Passage choisi
━━━

La batellerie navigue en eaux troubles

Oubliez l’avion ou le camion, trop polluants. A l’heure du changement climatique et de la réduction de l’empreinte carbone, le bateau est l’alternative idéale pour le transport de marchandises. Pourtant, le secteur fluvial traverse une période difficile, particulièrement en Wallonie. Fantasmé pour sa promesse de vie enchanteresse au bord de l’eau, le métier de batelier n’attire plus. Au point de connaître une pénurie d’apprentis. Pour mieux cerner les réalités de la profession, Mammouth est monté à bord de la péniche Revenge pour rencontrer Adrien Roy, un batelier de 33 ans qui dédie sa vie à la navigation.

« C’était en 2004, pendant les grandes vacances, j’avais 14 ans. J’avais l’habitude d’aller chez mon parrain, à Thuin. Comme les années précédentes, il est venu me chercher chez mon père, à Charleville-Mézières. Sauf que cette fois, il n’y avait pas de billet retour. J’allais chez mon parrain pour y rester, ou plutôt pour m’enfuir.

━━━

Extrait des données

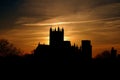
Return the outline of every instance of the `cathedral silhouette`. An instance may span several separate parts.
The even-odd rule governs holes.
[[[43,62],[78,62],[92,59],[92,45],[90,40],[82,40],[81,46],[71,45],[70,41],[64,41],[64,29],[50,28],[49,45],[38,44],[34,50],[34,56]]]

━━━

Objectif
Poursuivez le texte sur la batellerie en Wallonie en reprenant juste après sa dernière phrase.

Réponse attendue
Quand j'ai dit à mon père au téléphone que je ne rentrerais pas en France, il s’est drôlement mis en colère. J’avais mes raisons.  C’était la seule manière de faire le métier de mes rêves. Quand mon père a vu que je commençais à m’intéresser à son métier, il m’a interdit de travailler là-dedans. Au téléphone, il me criait que c’était beaucoup trop risqué financièrement et que je ne saurais pas fonder de famille. Mais j’étais décidé. À la fin des vacances, j’étais inscrit à l’école de batellerie de Huy. »

17 ans plus tard, Adrien, n’a pas conservé un seul cheveu de cette époque vagabonde, mais bien le sourire d’un homme qui sait qu’il a fait le bon choix. Pourtant, si l’on regarde les conditions de travail d’un batelier, on comprend mieux les paroles du père : « Il s’inquiétait beaucoup pour sa propre survie financière, alors vous imaginez pour son fils ». Cette course à la rentabilité, c’est ce qui effraye beaucoup d’apprentis bateliers et explique une pénurie dans le secteur.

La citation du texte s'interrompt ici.